*Texte à lire:*
- - - -
Je suis membre de l’assemblée communautaire, qui est l’entité où se développent différentes activités collectives comme le tequio ou la faena [2], qui font partie du travail ou de l’entraide qui se vivent au quotidien dans la communauté. On a aussi participé à différentes luttes, que ce soit au sein de la communauté mais aussi en dehors comme en 2006, quand on a participé aux révoltes d’Oaxaca.

Tu peux mentionner quelques antécédents de la lutte dans ton village, Eloxochitlán de Flores Magón ?

Lors du boom de la culture du café, dans les années 1970, 1980 et 1990, il y a eu une augmentation du caciquisme. La figure du cacique, c’est la personne qui arrivait à s’imposer grâce à son pouvoir et à l’argent, et qui s’appuyait aussi sur des gens armés. Il décidait en gros de la destinée de la communauté, c’est lui aussi qui répartissait les charges collectives ou les charges municipales. Face à cela, au travers des enseignants démocratiques et des paysans conscients, il y a eu une lutte contre le caciquisme qui a démarré durant ces décennies-là, et durant les années 1990, en 1996, il y a eu un congrès indien qui a eu lieu dans la communauté d’Eloxochitlán. Les thèmes qui ont été discutés alors furent l’identité et l’autonomie. C’était le moment de la lutte zapatiste, qui avait détonné en 1994, et en 1996 il y a eu ce congrès dans la communauté d’Eloxochitlán. Durant ce congrès, différents villages des alentours sont venus partager leurs expériences de lutte. En 1997, il y a eu tout un cycle d’activités qui a démarré avec une marche-randonnée du village jusqu’à la ville de Mexico, qui a duré à peu près cinq jours et à laquelle ont participé quelque chose comme quatre cents personnes, cela pour rendre hommage à la mort de Ricardo Flores Magón [3], qui a été assassiné dans une prison des États-Unis, et pour lancer ce qu’ils ont appelé l’Année citoyenne Ricardo Flores Magón. Durant toute cette année, il y a eu aussi des discussions sur les questions de genre, sur le féminisme, sur la paramilitarisation et sur l’autodéfense évidemment, ainsi que des concerts de rock et de punk dans la communauté, et de musique traditionnelle mazatèque aussi. Il y a eu aussi des ateliers de médecine traditionnelle, des projections de films, et des ateliers sur la terre, les cultures et les semences transgéniques. Ça, c’était en 1997.
- - - -
*Données enregistrées:*

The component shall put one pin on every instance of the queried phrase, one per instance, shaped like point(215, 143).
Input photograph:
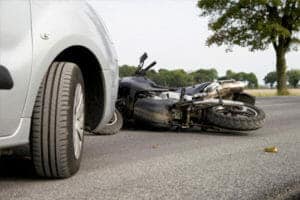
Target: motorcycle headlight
point(212, 87)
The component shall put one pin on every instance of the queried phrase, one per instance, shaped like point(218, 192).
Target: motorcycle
point(219, 104)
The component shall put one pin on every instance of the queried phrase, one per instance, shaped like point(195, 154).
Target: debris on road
point(271, 150)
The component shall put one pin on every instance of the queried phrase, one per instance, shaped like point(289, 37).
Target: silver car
point(58, 77)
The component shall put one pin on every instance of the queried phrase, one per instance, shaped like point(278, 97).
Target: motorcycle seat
point(195, 89)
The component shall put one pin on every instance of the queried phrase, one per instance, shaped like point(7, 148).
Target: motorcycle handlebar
point(150, 66)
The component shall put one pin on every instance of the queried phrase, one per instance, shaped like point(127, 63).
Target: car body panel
point(56, 26)
point(16, 55)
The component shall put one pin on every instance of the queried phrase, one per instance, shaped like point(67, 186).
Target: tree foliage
point(180, 78)
point(293, 77)
point(271, 79)
point(204, 75)
point(255, 24)
point(250, 78)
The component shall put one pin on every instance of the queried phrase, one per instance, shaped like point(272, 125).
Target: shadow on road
point(199, 131)
point(14, 168)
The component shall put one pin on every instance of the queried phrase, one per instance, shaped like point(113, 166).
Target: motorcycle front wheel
point(239, 118)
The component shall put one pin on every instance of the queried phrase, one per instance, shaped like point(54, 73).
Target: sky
point(173, 34)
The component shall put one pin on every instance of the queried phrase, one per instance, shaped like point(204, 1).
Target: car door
point(16, 56)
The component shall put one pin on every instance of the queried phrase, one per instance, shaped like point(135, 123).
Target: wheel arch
point(93, 76)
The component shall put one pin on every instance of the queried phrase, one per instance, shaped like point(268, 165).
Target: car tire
point(113, 127)
point(58, 122)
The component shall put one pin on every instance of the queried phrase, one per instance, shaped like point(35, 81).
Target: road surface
point(170, 165)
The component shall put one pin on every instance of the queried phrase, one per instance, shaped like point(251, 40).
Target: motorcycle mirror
point(6, 81)
point(150, 66)
point(143, 58)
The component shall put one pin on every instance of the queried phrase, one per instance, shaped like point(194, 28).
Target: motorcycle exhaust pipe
point(216, 102)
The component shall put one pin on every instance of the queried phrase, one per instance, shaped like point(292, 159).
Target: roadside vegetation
point(256, 24)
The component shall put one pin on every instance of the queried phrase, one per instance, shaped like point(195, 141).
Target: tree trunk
point(281, 72)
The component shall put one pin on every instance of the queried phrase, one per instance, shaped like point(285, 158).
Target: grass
point(271, 92)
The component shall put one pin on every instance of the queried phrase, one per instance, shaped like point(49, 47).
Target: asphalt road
point(172, 165)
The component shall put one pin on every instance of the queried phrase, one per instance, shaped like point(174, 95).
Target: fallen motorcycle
point(220, 104)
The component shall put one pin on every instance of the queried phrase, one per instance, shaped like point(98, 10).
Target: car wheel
point(58, 122)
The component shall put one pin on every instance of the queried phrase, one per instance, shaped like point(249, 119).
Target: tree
point(204, 75)
point(271, 78)
point(293, 77)
point(250, 78)
point(256, 24)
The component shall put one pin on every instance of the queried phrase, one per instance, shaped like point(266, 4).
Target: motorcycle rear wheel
point(239, 118)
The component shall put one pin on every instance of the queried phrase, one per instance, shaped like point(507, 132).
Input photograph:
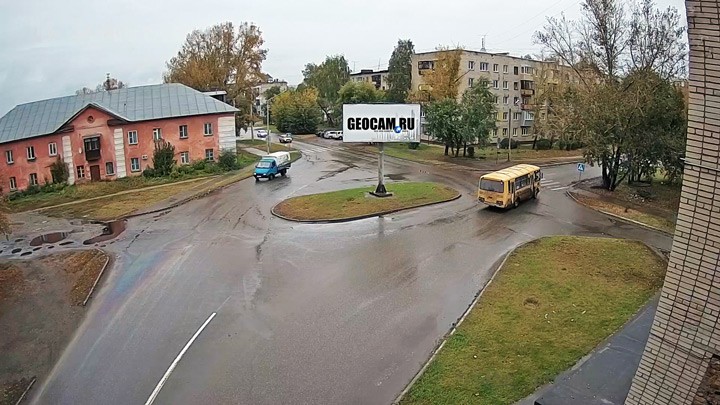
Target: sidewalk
point(605, 375)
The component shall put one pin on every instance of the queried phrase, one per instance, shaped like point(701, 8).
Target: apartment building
point(377, 78)
point(511, 79)
point(110, 134)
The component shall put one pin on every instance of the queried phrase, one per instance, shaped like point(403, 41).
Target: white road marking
point(174, 364)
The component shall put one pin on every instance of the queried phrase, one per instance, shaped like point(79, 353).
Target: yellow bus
point(507, 187)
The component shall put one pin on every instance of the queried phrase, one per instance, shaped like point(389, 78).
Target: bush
point(149, 172)
point(543, 144)
point(59, 171)
point(504, 141)
point(227, 160)
point(163, 158)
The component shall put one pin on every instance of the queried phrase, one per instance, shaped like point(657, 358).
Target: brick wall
point(685, 333)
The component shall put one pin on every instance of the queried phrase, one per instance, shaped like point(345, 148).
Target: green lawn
point(356, 202)
point(553, 302)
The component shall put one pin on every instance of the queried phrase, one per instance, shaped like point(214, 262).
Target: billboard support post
point(380, 190)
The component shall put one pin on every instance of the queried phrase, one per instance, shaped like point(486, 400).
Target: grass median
point(553, 302)
point(357, 202)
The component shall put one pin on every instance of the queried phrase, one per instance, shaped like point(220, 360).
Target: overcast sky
point(51, 48)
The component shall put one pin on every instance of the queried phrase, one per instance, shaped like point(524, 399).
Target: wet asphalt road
point(305, 314)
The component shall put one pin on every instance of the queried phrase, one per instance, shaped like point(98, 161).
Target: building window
point(132, 137)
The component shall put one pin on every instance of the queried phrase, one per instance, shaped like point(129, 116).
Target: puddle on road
point(111, 231)
point(53, 237)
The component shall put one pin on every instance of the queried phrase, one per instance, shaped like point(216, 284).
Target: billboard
point(381, 122)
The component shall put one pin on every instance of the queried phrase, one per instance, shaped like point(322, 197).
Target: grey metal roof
point(132, 104)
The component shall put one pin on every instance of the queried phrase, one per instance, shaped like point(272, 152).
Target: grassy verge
point(627, 212)
point(356, 202)
point(553, 302)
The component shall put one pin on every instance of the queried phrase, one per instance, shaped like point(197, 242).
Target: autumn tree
point(222, 57)
point(400, 71)
point(297, 111)
point(328, 77)
point(622, 107)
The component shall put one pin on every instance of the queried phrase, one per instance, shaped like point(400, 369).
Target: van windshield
point(492, 185)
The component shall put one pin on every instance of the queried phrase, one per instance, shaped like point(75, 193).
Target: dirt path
point(40, 308)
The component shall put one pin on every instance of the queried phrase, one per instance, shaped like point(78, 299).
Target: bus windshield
point(492, 185)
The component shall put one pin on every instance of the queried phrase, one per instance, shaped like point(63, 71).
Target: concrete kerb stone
point(618, 217)
point(457, 324)
point(97, 279)
point(32, 382)
point(357, 218)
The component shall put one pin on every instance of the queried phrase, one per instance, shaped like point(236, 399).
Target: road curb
point(357, 218)
point(97, 279)
point(457, 324)
point(621, 218)
point(26, 391)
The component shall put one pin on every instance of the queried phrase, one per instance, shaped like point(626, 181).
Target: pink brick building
point(109, 135)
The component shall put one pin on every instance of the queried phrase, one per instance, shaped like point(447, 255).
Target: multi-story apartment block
point(511, 79)
point(377, 78)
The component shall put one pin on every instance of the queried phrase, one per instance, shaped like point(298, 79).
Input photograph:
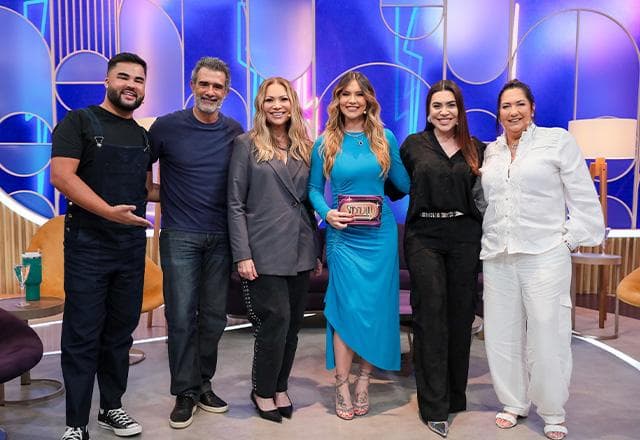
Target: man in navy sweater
point(194, 148)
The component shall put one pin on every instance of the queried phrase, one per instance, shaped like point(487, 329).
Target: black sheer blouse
point(439, 184)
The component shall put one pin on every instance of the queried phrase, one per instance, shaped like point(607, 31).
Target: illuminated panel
point(478, 39)
point(147, 30)
point(281, 37)
point(25, 64)
point(546, 61)
point(80, 79)
point(607, 69)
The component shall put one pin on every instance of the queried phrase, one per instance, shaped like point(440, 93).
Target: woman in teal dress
point(357, 154)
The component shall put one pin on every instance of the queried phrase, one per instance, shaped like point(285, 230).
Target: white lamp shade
point(612, 138)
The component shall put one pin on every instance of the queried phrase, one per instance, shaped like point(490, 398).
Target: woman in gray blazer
point(271, 228)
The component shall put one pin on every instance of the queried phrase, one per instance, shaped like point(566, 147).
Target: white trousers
point(527, 321)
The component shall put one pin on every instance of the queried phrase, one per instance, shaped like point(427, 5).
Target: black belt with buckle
point(448, 214)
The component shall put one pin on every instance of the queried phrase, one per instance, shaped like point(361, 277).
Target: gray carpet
point(603, 405)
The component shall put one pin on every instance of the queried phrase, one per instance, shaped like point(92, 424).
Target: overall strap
point(96, 127)
point(147, 144)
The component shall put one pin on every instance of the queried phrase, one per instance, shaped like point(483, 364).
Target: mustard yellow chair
point(49, 241)
point(628, 292)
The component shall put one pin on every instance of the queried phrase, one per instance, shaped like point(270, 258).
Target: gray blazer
point(269, 217)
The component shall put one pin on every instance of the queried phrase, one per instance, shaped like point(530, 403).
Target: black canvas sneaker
point(121, 423)
point(212, 403)
point(182, 414)
point(75, 433)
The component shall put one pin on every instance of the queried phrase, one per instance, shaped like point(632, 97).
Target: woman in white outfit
point(531, 177)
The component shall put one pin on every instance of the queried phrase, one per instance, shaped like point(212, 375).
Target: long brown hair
point(467, 146)
point(263, 139)
point(373, 127)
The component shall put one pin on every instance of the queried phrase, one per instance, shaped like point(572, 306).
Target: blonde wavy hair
point(373, 126)
point(263, 140)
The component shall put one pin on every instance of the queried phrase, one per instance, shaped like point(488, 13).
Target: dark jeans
point(103, 279)
point(275, 305)
point(196, 269)
point(443, 289)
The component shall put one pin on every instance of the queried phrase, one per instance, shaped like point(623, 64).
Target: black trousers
point(103, 280)
point(443, 285)
point(275, 305)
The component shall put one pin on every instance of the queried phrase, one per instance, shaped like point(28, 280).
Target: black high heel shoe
point(286, 411)
point(272, 415)
point(440, 428)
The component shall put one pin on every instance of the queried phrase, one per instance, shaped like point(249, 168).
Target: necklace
point(445, 140)
point(359, 138)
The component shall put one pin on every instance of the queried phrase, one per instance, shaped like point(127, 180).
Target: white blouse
point(528, 198)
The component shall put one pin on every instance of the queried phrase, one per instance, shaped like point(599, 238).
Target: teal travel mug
point(32, 284)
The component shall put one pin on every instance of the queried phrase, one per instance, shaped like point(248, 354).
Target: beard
point(207, 107)
point(114, 96)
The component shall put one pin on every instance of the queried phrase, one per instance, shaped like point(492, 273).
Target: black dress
point(442, 257)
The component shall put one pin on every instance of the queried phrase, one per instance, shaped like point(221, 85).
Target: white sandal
point(548, 429)
point(512, 419)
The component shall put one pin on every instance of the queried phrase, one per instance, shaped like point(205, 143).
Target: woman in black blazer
point(442, 243)
point(271, 230)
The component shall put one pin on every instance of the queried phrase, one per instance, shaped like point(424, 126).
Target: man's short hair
point(215, 64)
point(126, 57)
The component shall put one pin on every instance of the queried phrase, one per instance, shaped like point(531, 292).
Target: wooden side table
point(47, 306)
point(603, 261)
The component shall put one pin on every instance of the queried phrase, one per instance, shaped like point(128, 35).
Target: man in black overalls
point(101, 162)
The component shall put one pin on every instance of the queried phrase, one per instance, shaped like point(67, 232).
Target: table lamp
point(601, 139)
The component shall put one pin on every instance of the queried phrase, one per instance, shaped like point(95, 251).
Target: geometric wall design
point(581, 58)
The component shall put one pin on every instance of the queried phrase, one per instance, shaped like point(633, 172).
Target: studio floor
point(604, 402)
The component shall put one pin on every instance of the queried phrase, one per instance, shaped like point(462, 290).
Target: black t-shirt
point(73, 137)
point(439, 184)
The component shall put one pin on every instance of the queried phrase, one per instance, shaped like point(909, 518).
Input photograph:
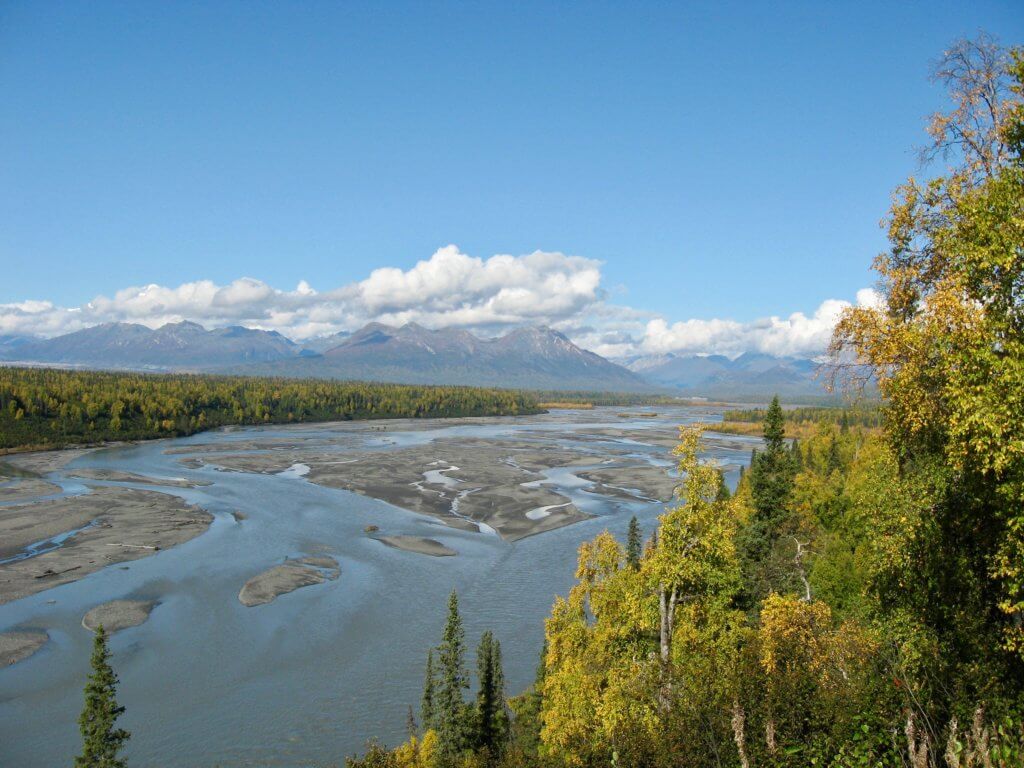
- - - -
*Série d'exercices:*
**a.** Recopiez le passage du texte sur la lutte à Eloxochitlán qui va de « Je suis membre » jusqu'à « aux révoltes d’Oaxaca. ».
**b.** Reprenez le texte sur la lutte à Eloxochitlán là où il s'arrête et poursuivez-le.

*Exercices corrigés:*
**a.**
Je suis membre de l’assemblée communautaire, qui est l’entité où se développent différentes activités collectives comme le tequio ou la faena [2], qui font partie du travail ou de l’entraide qui se vivent au quotidien dans la communauté. On a aussi participé à différentes luttes, que ce soit au sein de la communauté mais aussi en dehors comme en 2006, quand on a participé aux révoltes d’Oaxaca.

**b.**
En 2001, une radio communautaire a commencé à émettre et servait un peu de pont dans la lutte pour l’autodétermination, en plus d’un fanzine qui s’appelait La Voz de N’guixó [4] et servait pour renforcer la conscience sur la défense des ressources naturelles – cela a aussi permis de lutter contre les partis politiques. Après, il y a eu la création d’un conseil, qu’ils ont appelé le conseil indien. Voilà un peu les antécédents qui ont été à l’origine d’une partie de la lutte que nous avons menée contre les partis politiques et pour la défense du territoire aussi.

Avant de continuer, tu peux nous expliquer un peu comment se passe la politique dans les villages d’Oaxaca et en particulier le système des us et coutumes ?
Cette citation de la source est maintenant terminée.